Directions for this task: From the article on New Jersey's long-term fiscal problems, extract the passage from "Actually, in the" to "toward their pensions.", word for word.

New Jersey faces staggering long-term fiscal problems, with pension and health benefit liabilities, infrastructure, and other budget needs adding up to more than $200 billion in future program costs, according to a blue-ribbon budget study released Thursday.
The State Budget Crisis Task Force, cochaired by former Federal Reserve Bank Chairman Paul Volcker and former New York City Deputy Mayor Richard Ravitch, was careful to emphasize that New Jersey’s pending fiscal cliff represented years of bipartisan failure to address the state’s long-term fiscal needs. The panel credited Gov. Chris Christie and Democratic legislative leaders with reducing the size of the state’s pension liability and did its best to avoid “political questions” about what New Jersey needed to do to solve its future fiscal problems.
But Ravitch finally acknowledged what the report’s data clearly indicated: “My guess is that there will have to be more revenue to meet the basic obligations the state has committed to.”
It was the R-word, not the T-word, but it still runs counter to Christie’s commitment to cutting taxes and his oft-repeated position that “New Jersey doesn’t have a revenue problem, it has a spending problem.”
Actually, in the view of the task force, the state has both a revenue problem and a spending problem, as Richard Keevey, the former director of the New Jersey Office of Management and Budget who was the principal author of the New Jersey study, laid out in Trenton yesterday.
As a result of the state’s failure to make required pension contributions for almost 15 years, New Jersey’s unfunded pension liability totals $25.6 billion. And that figure would be $37.1 billion if the state did not enact legislation last year that suspended cost-of-living adjustments for retirees and required government workers to contribute more toward their pensions.
However, the legislation requiring the state to ramp up to full funding of its pension liability within seven years means that the New Jersey budget will have to allocate an estimated $5.5 billion for pensions five years from now. That's a $4.4 billion increase over the $1.027 billion dedicated to pensions in the current budget and would eat up much of the state’s expected revenue growth over the next five years.

Study material:
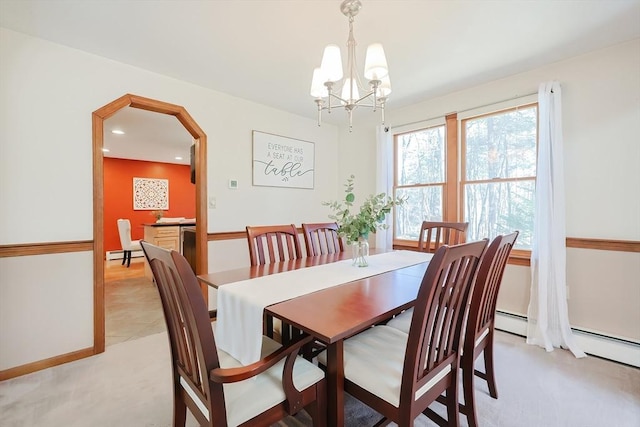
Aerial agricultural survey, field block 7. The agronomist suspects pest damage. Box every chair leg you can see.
[173,391,187,427]
[484,330,498,399]
[462,352,478,427]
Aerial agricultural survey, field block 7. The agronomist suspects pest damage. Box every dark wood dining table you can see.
[198,253,429,427]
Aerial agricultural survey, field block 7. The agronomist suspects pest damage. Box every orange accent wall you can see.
[103,157,196,252]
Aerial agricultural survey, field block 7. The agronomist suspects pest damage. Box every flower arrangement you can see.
[322,175,406,243]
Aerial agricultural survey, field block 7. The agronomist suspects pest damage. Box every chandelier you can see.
[311,0,391,131]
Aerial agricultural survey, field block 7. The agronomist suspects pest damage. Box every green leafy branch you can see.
[322,175,406,242]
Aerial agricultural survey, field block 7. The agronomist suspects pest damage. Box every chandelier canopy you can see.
[311,0,391,131]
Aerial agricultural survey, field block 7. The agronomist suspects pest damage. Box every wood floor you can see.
[104,258,166,346]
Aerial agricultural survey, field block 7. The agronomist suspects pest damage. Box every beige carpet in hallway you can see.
[0,332,640,427]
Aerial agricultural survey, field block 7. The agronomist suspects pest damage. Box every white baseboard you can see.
[495,310,640,368]
[106,250,144,261]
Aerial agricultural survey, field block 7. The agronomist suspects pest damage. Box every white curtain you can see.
[527,82,585,357]
[376,126,393,250]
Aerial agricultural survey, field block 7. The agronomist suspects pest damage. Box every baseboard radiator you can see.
[106,249,144,261]
[495,310,640,368]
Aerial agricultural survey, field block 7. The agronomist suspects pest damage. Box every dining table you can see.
[198,251,433,427]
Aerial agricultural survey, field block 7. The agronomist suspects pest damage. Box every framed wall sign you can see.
[253,130,315,188]
[133,178,169,211]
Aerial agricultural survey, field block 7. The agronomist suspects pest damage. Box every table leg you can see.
[327,340,344,427]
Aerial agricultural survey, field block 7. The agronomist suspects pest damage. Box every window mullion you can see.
[443,113,460,221]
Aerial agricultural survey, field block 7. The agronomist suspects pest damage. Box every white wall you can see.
[340,39,640,341]
[0,29,339,370]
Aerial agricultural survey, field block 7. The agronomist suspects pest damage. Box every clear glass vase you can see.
[351,237,369,267]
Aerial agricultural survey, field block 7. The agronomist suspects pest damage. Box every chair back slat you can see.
[141,241,226,425]
[247,224,302,265]
[302,222,344,256]
[418,221,469,253]
[401,240,487,400]
[467,231,519,336]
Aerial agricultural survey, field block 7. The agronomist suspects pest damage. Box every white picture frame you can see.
[253,130,315,189]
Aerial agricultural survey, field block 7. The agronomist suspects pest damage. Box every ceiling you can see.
[0,0,640,164]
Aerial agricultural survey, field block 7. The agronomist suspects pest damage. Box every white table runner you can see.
[216,251,433,365]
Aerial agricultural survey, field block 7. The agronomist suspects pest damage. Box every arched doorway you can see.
[92,94,208,353]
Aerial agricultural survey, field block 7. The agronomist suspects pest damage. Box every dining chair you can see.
[142,241,326,427]
[302,222,344,256]
[247,224,302,265]
[418,221,469,253]
[247,224,302,344]
[318,240,487,426]
[387,231,519,427]
[460,231,519,427]
[118,218,142,268]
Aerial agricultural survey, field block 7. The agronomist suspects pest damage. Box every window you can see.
[394,103,538,249]
[460,105,538,249]
[395,125,446,240]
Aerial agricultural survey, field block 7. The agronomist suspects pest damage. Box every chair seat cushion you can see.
[181,322,324,426]
[318,325,451,408]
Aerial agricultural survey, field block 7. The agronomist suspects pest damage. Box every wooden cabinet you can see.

Exercise solution:
Actually, in the view of the task force, the state has both a revenue problem and a spending problem, as Richard Keevey, the former director of the New Jersey Office of Management and Budget who was the principal author of the New Jersey study, laid out in Trenton yesterday.
As a result of the state’s failure to make required pension contributions for almost 15 years, New Jersey’s unfunded pension liability totals $25.6 billion. And that figure would be $37.1 billion if the state did not enact legislation last year that suspended cost-of-living adjustments for retirees and required government workers to contribute more toward their pensions.